[begin GIVEN DATA]

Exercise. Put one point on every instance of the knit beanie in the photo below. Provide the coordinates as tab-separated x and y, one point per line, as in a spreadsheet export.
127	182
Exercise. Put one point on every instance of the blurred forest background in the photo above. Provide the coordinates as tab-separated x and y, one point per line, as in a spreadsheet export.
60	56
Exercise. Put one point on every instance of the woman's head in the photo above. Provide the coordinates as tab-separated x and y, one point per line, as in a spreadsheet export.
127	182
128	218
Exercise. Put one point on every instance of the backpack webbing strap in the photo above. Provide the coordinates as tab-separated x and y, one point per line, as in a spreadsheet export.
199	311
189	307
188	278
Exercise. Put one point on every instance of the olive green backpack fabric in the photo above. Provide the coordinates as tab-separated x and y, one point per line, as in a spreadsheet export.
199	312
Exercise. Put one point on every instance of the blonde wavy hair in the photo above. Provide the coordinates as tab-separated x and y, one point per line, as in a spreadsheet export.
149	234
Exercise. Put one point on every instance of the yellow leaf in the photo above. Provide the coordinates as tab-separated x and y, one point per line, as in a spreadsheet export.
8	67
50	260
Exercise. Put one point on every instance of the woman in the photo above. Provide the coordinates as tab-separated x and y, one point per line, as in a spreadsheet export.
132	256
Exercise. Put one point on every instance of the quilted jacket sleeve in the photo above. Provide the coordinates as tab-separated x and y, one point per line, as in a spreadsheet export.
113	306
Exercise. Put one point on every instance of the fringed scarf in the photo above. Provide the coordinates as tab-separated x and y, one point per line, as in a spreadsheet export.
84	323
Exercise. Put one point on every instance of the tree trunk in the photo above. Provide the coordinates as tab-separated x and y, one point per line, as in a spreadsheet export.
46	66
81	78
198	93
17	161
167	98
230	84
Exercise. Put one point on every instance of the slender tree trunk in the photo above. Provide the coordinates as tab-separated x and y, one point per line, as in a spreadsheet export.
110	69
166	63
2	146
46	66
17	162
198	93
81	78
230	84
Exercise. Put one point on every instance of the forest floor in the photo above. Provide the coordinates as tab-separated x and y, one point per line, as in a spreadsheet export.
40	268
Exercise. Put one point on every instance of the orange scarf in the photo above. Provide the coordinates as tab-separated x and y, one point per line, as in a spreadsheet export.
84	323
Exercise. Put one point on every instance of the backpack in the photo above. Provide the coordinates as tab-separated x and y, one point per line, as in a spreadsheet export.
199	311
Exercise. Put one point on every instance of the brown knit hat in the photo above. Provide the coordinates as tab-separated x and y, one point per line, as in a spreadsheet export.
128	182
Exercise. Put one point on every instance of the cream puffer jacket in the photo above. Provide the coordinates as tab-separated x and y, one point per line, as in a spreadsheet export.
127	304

[end GIVEN DATA]
[begin GIVEN DATA]

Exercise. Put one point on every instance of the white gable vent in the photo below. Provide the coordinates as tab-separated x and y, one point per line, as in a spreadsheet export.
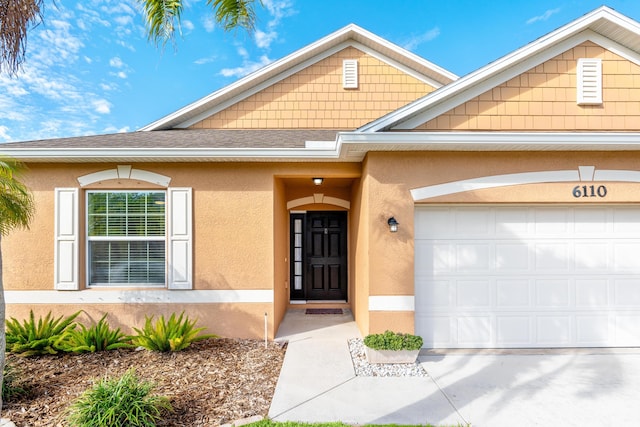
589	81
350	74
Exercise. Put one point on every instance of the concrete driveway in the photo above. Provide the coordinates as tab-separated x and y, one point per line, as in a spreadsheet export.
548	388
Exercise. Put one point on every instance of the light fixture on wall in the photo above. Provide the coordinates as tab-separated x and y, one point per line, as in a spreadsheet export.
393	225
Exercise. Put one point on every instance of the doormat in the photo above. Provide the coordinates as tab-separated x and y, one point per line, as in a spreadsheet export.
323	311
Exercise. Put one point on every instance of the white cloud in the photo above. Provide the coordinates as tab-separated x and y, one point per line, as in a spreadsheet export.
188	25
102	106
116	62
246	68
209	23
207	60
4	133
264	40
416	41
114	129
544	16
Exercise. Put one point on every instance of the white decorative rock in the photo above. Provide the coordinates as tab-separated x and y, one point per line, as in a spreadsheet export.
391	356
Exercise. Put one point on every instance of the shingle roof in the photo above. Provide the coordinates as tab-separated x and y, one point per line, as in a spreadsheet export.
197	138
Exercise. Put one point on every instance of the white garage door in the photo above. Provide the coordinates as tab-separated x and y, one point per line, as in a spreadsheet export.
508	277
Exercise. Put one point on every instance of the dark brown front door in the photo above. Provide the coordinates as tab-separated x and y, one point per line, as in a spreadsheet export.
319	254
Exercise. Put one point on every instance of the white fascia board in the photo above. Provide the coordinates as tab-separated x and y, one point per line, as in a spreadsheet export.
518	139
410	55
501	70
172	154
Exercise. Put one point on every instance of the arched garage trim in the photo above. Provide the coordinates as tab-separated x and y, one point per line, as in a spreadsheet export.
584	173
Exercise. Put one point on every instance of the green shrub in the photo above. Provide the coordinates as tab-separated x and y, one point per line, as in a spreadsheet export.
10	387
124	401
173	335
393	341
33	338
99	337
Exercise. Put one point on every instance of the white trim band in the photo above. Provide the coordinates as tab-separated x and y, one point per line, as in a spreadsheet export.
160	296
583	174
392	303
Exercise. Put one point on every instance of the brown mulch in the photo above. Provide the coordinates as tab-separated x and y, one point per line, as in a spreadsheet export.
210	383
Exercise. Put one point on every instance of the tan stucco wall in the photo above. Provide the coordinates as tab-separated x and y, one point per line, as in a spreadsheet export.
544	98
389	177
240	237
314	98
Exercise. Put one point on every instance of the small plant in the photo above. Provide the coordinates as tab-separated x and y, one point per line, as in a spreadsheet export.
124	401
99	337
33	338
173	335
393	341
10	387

[end GIVEN DATA]
[begin GIVEN DATA]

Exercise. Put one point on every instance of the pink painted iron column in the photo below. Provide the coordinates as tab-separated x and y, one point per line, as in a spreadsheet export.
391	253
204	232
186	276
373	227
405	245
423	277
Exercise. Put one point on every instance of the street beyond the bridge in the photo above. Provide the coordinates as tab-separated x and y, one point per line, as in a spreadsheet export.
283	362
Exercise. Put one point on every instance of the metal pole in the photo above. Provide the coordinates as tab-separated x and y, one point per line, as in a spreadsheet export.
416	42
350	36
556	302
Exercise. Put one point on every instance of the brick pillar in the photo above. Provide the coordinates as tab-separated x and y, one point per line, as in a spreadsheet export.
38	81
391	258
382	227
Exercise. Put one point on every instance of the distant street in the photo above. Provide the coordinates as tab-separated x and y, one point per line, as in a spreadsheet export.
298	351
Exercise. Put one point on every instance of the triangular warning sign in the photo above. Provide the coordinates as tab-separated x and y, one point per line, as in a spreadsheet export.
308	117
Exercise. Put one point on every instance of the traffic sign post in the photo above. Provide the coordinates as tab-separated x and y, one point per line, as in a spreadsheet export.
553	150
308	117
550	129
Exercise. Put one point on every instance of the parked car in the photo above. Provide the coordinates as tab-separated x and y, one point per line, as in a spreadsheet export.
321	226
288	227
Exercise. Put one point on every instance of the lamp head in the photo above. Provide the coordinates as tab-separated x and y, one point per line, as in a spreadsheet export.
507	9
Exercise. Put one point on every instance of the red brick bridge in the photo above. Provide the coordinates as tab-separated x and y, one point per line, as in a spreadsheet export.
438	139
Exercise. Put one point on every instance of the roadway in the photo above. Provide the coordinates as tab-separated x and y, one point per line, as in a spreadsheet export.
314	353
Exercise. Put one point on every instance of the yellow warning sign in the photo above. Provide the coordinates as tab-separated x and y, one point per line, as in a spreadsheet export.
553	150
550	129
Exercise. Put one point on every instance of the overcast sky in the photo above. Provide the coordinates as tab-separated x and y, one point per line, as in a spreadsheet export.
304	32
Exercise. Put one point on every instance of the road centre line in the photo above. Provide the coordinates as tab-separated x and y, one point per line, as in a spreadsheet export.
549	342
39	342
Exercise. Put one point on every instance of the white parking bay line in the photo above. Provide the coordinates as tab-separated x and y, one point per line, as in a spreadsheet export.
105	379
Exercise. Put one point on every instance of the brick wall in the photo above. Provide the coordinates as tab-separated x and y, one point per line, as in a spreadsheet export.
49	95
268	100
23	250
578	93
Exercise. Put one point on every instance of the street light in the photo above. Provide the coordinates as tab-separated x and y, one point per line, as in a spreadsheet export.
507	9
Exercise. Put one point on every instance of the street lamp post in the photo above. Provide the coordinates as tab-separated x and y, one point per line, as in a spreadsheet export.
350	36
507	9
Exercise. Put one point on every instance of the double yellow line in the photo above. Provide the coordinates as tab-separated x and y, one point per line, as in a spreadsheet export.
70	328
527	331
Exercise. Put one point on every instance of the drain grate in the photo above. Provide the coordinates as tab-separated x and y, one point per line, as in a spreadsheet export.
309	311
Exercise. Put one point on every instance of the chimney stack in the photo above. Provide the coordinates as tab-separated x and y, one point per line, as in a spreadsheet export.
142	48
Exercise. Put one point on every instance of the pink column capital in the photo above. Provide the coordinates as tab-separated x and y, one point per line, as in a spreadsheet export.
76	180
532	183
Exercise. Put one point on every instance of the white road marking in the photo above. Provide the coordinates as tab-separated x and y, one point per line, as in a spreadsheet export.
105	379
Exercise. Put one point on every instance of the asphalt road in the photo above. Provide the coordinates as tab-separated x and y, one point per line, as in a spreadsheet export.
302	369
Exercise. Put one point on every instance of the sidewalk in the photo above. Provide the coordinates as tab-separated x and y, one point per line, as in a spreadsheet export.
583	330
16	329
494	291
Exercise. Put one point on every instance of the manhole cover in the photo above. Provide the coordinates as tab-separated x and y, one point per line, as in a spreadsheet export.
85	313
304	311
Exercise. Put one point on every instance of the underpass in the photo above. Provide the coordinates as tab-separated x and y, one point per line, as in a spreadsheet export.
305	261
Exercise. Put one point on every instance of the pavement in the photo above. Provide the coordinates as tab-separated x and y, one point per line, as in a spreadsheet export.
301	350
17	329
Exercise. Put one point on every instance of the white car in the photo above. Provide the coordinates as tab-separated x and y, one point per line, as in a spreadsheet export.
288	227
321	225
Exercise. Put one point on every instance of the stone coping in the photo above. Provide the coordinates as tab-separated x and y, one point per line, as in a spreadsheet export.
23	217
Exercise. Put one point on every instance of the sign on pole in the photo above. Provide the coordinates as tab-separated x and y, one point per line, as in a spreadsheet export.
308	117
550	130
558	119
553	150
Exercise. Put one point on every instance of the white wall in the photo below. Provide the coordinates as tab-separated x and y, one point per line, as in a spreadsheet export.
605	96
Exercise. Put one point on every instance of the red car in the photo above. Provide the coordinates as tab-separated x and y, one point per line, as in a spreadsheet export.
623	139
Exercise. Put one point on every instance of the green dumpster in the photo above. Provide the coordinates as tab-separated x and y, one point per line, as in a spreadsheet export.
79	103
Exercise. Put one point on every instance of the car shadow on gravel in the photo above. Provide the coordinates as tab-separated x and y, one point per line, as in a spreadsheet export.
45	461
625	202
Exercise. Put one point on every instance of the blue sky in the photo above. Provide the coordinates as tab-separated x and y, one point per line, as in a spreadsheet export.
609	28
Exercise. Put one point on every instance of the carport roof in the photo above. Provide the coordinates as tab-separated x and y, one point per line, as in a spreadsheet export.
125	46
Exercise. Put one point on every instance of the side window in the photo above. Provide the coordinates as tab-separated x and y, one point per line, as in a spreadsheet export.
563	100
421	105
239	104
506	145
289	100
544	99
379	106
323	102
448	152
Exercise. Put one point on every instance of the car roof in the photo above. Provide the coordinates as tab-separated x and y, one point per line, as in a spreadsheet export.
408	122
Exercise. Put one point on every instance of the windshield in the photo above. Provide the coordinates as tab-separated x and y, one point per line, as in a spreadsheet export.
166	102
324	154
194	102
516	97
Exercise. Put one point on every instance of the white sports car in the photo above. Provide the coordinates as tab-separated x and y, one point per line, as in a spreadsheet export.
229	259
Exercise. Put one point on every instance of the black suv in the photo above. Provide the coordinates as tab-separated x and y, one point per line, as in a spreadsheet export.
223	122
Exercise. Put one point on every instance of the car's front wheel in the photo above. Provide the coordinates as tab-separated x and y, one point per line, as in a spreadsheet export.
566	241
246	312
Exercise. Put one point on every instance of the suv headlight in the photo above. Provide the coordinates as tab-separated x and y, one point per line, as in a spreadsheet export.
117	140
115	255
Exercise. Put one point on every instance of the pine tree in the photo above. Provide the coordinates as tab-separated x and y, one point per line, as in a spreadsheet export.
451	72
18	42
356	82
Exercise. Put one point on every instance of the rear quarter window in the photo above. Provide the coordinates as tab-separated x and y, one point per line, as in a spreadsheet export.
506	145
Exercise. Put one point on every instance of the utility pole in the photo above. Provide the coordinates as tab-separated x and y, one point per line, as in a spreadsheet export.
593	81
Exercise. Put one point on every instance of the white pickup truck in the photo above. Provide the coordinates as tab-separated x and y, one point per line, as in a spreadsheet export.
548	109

[end GIVEN DATA]

- PROBLEM TO SOLVE
Gather every line of the records that contains the string "stucco" and copy each one in full. Case counts.

- ANSWER TO THIS PROBLEM
Exercise. Put one point on every instance of the tan stucco wall in the photo above. Provide the coordinates as tab-separated x and y, one point per line, as in a spreadsheet export.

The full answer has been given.